- Born: Imants Kārlis Ramiņš 18 September 1943 (age 82) Ventspils, Reichskommissariat Ostland, Nazi Germany (now Latvia)
- Occupation: Composer

= Imant Raminsh =

Canadian composer of Latvian descent (born 1943)

Imant Karlis Raminsh (Latvian: Imants Kārlis Ramiņš, born 18 September 1943) is a Canadian composer of Latvian descent, best known for his choral compositions. He resides in Coldstream, British Columbia.

== Early life and education ==
Born in Ventspils, Latvia, he came to Canada in 1948 and became a naturalized citizen in 1954. He completed an ARCT (Associate of The Royal Conservatory of Music) diploma in violin at the Royal Conservatory of Music in Toronto, Ontario, Canada where he was a pupil of Albert Pratz. He then earned a Bachelor of Music degree from the University of Toronto, where he studied with Elmer Iseler. He then spent two years at the Universität Mozarteum in Salzburg, Austria, during which he studied composition, fugue, violin and conducting.

==Career==
During his studies in Salzburg, Raminsh played in the professional Camerata Academica orchestra. He established the music department at the College of New Caledonia in British Columbia and was also the founding conductor of the New Caledonia Chamber Orchestra.

In 1991, Raminsh's choral work "Magnificat" was performed by the Toronto Mendelssohn Choir at Roy Thomson Hall. At that time he was the principal violinist in the Okanagan symphony orchestra, and had also founded the Youth Symphony of the Okanagan and the Aura Chamber Choir.

He is a two-time winner of the biennial Canadian National Choral Awards in the category of "Outstanding Choral Work", first in 1990 for his Magnificat and again in 1994 for his Veni Sancte Spiritus. He held the position of principal second violin in the Okanagan Symphony Orchestra (OSO). He also conducted the Okanagan Youth Symphony Orchestra for a number of years.

In 2018, Raminsh was made a Member of Order of Canada for his contributions and achievements as a Canadian musician, conductor and composer. In 2024, Raminsh was made a Member of the Order of British Columbia.

Exercise 1:
Repeat the part of the entries that opens with the line containing "Locate the white" and runs through the final entry, reproducing each line verbatim.

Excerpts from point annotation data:
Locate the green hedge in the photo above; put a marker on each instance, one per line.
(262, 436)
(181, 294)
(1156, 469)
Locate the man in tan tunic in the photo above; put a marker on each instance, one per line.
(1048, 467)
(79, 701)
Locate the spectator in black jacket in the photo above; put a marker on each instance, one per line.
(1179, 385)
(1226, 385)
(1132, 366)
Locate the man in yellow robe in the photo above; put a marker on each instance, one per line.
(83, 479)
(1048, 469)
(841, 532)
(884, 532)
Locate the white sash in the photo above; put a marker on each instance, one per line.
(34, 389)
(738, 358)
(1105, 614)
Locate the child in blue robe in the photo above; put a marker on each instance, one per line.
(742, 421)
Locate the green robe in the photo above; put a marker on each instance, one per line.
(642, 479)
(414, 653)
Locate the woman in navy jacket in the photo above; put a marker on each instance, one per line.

Exercise 2:
From the text on Imant Raminsh, reproduce word for word the part that opens with the words containing "- Born: Imants" and closes with "Coldstream, British Columbia.".

Task answer 1:
Locate the white sash in the photo above; put a marker on each instance, one per line.
(34, 389)
(738, 358)
(1105, 614)
Locate the child in blue robe in the photo above; put a marker on each instance, one per line.
(742, 421)
Locate the green robe in the photo above; put a marker on each instance, one per line.
(642, 479)
(414, 653)
Locate the woman in navy jacket in the photo above; put a marker on each instance, one per line.

Task answer 2:
- Born: Imants Kārlis Ramiņš 18 September 1943 (age 82) Ventspils, Reichskommissariat Ostland, Nazi Germany (now Latvia)
- Occupation: Composer

= Imant Raminsh =

Canadian composer of Latvian descent (born 1943)

Imant Karlis Raminsh (Latvian: Imants Kārlis Ramiņš, born 18 September 1943) is a Canadian composer of Latvian descent, best known for his choral compositions. He resides in Coldstream, British Columbia.